:: Set problem A ::
In the talk-page discussion below, what formula does the cross-entropy article give?

Is it possible that my earlier argument convinced everyone? Can we switch it around now? 108.28.163.61 (talk) 00:46, 9 July 2011 (UTC)

I think you're right, and I was wrong. I have made the change you suggest, and will now go through the articles that link here, making sure they're consistent with the (now revised) usage here. If there are any that I've missed, please do fix them. Jheald (talk) 19:37, 7 November 2012 (UTC)
I have made the changes now; but I am having some qualms of second (third?) thoughts, having now looked through the articles that link here, wondering if perhaps I was right the first time after all.
I suspect that where books do specify a direction, they talk about the KL divergence of the posterior from the prior. And ultimately, the balance of the usage in the real world has to be what ought to most strongly guide us here. But it might be worth surveying. The first book I've just happened to look at (Gelman et al 1995 Bayesian Data Analysis 1st ed, p.485) writes of "the Kullback information of the model relative to the true distribution" -- ie DKL of q relative to p; although admittedly this is in a context where they are holding p fixed and varying q, which may make language this way round more natural. But if that's a first data point, it could well be worth surveying further.
On an aesthetic basis, I suppose it comes down to weighing whether it's from p (and/or with respect to p), because it's the distribution p we're taking as fundamental and weighting all our expectations in proportion to -- or whether it's from q, because it is zero values in the distribution of q which have such a determinative impact.
One article I noticed was cross-entropy, H(P,Q) = H(P) + D(P||Q) -- the average number of bits needed to code a datum if coded according to q rather than p. It does seem to make sense to consider this as the entropy of P plus an 'extra' number of bits for going from P to Q.

:: Provided records ::

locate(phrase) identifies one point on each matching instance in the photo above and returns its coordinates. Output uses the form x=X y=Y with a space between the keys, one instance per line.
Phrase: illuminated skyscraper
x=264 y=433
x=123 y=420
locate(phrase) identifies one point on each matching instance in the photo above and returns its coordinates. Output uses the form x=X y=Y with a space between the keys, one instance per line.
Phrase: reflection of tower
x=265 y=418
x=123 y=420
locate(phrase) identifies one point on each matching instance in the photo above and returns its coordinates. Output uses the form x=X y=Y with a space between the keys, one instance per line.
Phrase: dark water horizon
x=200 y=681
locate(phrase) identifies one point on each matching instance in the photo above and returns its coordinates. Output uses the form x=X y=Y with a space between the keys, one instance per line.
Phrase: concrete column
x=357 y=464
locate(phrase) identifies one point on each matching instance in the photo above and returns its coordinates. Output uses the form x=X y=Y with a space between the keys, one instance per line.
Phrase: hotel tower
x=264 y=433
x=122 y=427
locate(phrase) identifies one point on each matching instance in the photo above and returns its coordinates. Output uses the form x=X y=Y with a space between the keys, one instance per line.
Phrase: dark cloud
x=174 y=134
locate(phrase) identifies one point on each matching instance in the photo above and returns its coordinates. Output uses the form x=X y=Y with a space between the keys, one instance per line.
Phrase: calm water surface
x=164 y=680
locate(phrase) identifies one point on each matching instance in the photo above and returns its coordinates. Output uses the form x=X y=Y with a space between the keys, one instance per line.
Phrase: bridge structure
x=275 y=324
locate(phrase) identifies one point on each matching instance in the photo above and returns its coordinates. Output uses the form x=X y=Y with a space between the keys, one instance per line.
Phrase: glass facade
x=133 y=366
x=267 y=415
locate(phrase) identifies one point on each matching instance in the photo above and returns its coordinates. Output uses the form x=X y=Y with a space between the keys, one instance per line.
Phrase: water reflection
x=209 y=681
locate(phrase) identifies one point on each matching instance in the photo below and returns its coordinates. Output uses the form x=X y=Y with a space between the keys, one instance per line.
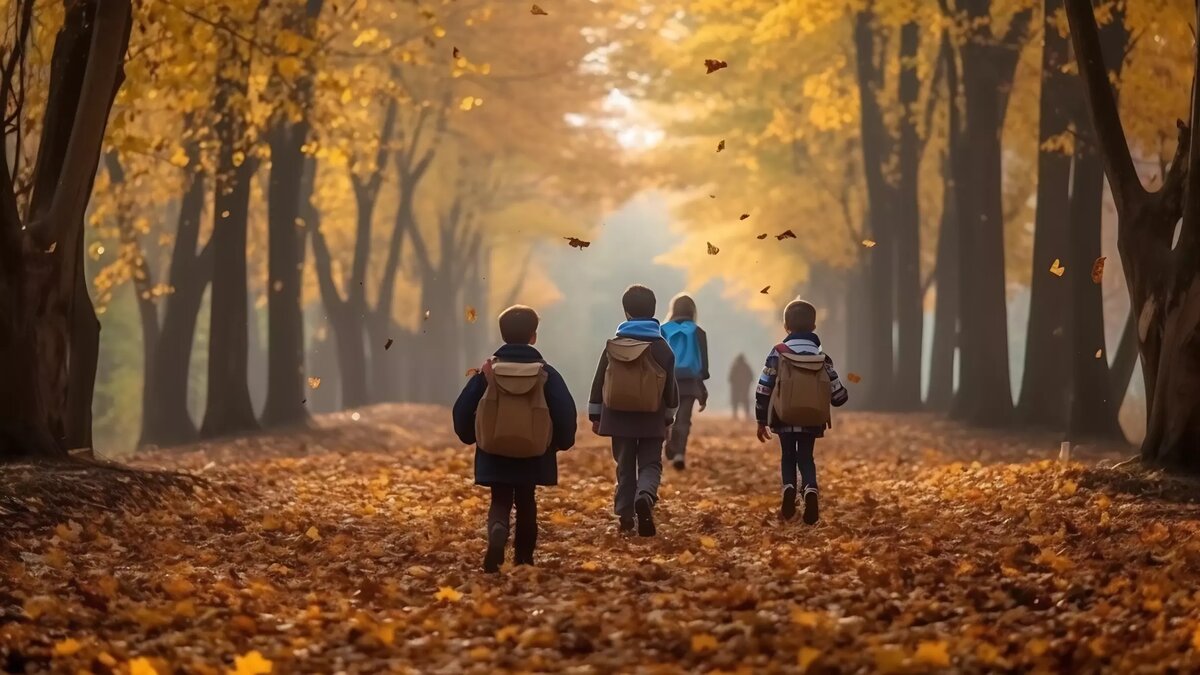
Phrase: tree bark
x=229 y=410
x=1044 y=384
x=880 y=261
x=988 y=69
x=909 y=296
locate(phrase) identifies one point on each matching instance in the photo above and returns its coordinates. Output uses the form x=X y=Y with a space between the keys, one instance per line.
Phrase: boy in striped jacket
x=797 y=442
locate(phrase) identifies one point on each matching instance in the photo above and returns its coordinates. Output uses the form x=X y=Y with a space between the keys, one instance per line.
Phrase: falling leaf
x=713 y=65
x=252 y=663
x=934 y=653
x=805 y=658
x=67 y=647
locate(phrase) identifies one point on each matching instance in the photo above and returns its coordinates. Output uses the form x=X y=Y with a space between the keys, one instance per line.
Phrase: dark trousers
x=797 y=453
x=504 y=497
x=677 y=447
x=639 y=470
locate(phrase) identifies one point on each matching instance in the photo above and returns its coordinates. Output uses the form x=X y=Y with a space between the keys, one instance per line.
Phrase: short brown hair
x=639 y=302
x=683 y=306
x=799 y=316
x=519 y=324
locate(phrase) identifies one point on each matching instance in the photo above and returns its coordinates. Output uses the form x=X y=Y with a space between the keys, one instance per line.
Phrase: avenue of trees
x=339 y=190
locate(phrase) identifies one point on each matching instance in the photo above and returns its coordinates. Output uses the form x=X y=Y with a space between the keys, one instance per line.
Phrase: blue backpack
x=683 y=341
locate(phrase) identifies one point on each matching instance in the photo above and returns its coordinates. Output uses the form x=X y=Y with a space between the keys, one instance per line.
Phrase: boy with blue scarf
x=637 y=437
x=796 y=442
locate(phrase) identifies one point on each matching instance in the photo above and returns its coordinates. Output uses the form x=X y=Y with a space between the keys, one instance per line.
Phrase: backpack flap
x=516 y=378
x=627 y=350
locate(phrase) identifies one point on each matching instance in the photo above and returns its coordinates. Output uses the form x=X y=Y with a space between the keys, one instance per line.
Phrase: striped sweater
x=799 y=344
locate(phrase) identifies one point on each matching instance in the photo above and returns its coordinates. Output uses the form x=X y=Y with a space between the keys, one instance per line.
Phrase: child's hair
x=683 y=306
x=639 y=302
x=799 y=316
x=519 y=324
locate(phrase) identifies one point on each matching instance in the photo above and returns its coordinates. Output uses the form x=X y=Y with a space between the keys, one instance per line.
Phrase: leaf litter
x=357 y=548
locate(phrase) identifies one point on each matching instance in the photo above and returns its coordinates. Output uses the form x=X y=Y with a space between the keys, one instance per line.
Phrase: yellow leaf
x=66 y=647
x=935 y=653
x=702 y=643
x=805 y=658
x=142 y=665
x=251 y=664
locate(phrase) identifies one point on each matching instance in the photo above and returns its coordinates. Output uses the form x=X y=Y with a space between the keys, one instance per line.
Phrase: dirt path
x=357 y=548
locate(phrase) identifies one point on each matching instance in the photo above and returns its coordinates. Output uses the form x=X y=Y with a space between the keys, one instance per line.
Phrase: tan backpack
x=802 y=389
x=513 y=419
x=634 y=381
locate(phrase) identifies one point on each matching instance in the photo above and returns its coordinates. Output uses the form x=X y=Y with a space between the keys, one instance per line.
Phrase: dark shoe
x=645 y=508
x=811 y=512
x=787 y=508
x=497 y=537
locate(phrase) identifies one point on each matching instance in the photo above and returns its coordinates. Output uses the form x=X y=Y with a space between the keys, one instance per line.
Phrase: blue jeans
x=797 y=453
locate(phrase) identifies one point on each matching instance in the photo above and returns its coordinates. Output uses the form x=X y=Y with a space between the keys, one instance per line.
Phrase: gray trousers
x=677 y=447
x=639 y=470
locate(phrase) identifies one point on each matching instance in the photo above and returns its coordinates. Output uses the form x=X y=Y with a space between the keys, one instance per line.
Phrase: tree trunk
x=165 y=419
x=985 y=395
x=229 y=410
x=285 y=310
x=909 y=296
x=1044 y=395
x=880 y=261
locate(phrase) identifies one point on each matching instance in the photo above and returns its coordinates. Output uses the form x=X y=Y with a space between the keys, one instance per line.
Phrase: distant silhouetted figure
x=741 y=380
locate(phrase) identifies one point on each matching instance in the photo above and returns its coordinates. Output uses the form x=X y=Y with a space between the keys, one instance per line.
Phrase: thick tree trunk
x=285 y=378
x=985 y=394
x=166 y=419
x=229 y=410
x=909 y=296
x=880 y=369
x=1043 y=398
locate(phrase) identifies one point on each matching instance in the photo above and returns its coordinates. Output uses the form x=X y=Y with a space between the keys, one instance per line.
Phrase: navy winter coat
x=495 y=470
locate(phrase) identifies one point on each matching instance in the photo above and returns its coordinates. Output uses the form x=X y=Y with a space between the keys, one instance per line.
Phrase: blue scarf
x=640 y=328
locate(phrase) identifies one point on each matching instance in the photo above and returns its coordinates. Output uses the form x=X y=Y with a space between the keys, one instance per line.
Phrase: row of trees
x=420 y=151
x=942 y=155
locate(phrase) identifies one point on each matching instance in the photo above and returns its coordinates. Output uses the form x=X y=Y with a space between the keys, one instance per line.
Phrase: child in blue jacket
x=513 y=481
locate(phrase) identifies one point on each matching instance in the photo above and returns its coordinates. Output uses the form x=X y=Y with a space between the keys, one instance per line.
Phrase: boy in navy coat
x=514 y=481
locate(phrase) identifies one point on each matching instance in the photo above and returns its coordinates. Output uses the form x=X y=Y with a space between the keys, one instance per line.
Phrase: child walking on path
x=689 y=342
x=796 y=389
x=634 y=401
x=519 y=413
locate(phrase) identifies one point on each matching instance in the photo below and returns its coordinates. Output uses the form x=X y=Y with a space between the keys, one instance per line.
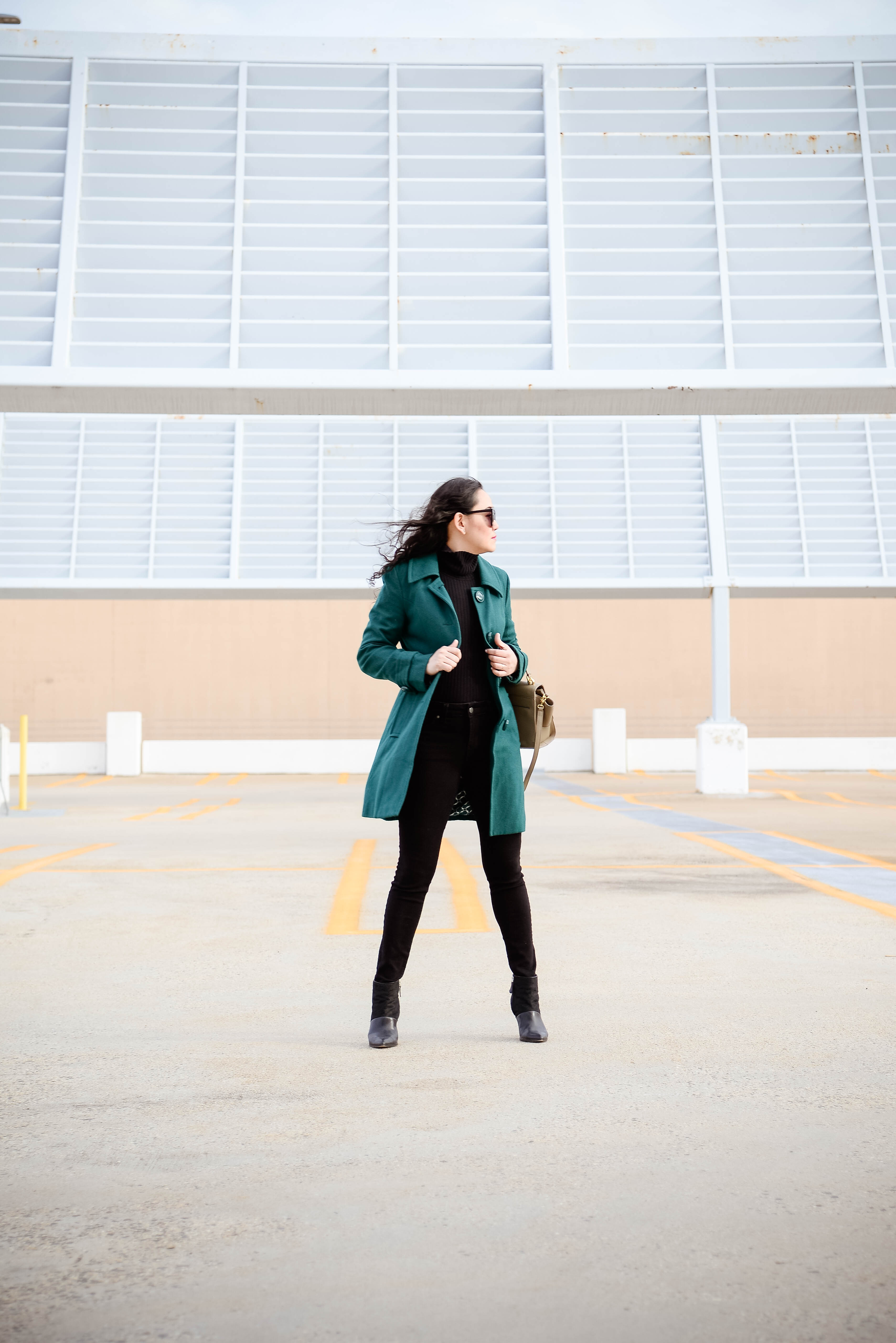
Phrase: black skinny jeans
x=455 y=749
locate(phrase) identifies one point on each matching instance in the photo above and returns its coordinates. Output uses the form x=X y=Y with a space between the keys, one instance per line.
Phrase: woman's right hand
x=444 y=660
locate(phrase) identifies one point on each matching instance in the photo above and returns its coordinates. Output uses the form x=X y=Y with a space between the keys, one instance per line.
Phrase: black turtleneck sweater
x=471 y=681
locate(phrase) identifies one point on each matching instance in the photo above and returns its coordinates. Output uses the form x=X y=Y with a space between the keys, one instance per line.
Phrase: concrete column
x=609 y=742
x=124 y=743
x=4 y=771
x=722 y=742
x=722 y=655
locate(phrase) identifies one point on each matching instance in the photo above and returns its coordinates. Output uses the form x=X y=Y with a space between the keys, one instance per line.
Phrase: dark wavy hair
x=426 y=530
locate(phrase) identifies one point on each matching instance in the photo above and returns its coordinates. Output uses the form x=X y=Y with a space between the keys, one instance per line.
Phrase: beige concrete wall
x=287 y=668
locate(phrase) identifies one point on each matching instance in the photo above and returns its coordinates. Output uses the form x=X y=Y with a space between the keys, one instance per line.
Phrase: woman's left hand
x=503 y=659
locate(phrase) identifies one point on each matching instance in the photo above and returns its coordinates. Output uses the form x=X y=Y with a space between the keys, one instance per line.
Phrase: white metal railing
x=385 y=223
x=593 y=504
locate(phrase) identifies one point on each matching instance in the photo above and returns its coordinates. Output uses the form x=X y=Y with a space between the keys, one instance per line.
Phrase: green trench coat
x=414 y=610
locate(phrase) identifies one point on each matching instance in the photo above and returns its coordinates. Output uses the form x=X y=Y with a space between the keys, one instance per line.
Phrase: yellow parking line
x=346 y=914
x=468 y=911
x=159 y=812
x=856 y=804
x=810 y=802
x=841 y=853
x=789 y=875
x=11 y=873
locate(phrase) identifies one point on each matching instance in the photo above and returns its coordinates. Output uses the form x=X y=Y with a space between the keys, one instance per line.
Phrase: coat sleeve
x=378 y=655
x=510 y=637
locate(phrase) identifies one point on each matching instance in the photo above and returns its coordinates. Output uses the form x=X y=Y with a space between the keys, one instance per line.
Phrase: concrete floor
x=199 y=1145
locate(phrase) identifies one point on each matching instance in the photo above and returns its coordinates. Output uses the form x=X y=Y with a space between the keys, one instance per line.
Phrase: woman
x=451 y=746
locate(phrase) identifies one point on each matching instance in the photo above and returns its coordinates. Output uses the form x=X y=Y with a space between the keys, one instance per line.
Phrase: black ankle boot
x=383 y=1032
x=524 y=1005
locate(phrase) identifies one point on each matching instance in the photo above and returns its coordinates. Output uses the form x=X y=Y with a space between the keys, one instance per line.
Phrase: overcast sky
x=467 y=18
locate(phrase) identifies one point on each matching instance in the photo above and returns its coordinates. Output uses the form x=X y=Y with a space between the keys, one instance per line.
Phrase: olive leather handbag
x=534 y=718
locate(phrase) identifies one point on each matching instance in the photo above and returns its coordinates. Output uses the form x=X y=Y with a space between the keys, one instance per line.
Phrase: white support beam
x=879 y=522
x=715 y=503
x=553 y=485
x=154 y=512
x=240 y=210
x=871 y=199
x=719 y=579
x=472 y=450
x=722 y=655
x=627 y=476
x=64 y=319
x=76 y=512
x=397 y=484
x=393 y=218
x=557 y=242
x=798 y=485
x=237 y=500
x=718 y=195
x=319 y=566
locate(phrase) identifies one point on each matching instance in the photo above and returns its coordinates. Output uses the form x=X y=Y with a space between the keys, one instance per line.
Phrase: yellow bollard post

:: Set problem B ::
Copy the rows above word for word, from the first row through the line holding "x=164 y=680", inclusive.

:: Complete output A ::
H(P,Q) = H(P) + D(P||Q)

:: Complete output B ::
locate(phrase) identifies one point on each matching instance in the photo above and returns its coordinates. Output uses the form x=X y=Y with a space between the keys, one instance per line.
Phrase: illuminated skyscraper
x=264 y=433
x=123 y=420
locate(phrase) identifies one point on each matching instance in the photo above and returns its coordinates. Output uses the form x=X y=Y with a space between the keys, one instance per line.
Phrase: reflection of tower
x=265 y=418
x=123 y=420
locate(phrase) identifies one point on each matching instance in the photo above and returns its coordinates. Output uses the form x=X y=Y with a space between the keys, one instance per line.
Phrase: dark water horizon
x=200 y=681
locate(phrase) identifies one point on each matching instance in the photo above and returns its coordinates. Output uses the form x=X y=Y with a space between the keys, one instance per line.
Phrase: concrete column
x=357 y=464
locate(phrase) identifies one point on each matching instance in the photo above and returns its coordinates. Output uses the form x=X y=Y with a space between the keys, one instance per line.
Phrase: hotel tower
x=264 y=433
x=122 y=427
locate(phrase) identifies one point on each matching instance in the photo above and returns its coordinates. Output uses the form x=X y=Y with a space between the keys, one instance per line.
Phrase: dark cloud
x=174 y=134
locate(phrase) identifies one point on each matching instance in the photo above and returns its coordinates. Output uses the form x=X y=Y with a space between the keys, one instance per line.
Phrase: calm water surface
x=164 y=680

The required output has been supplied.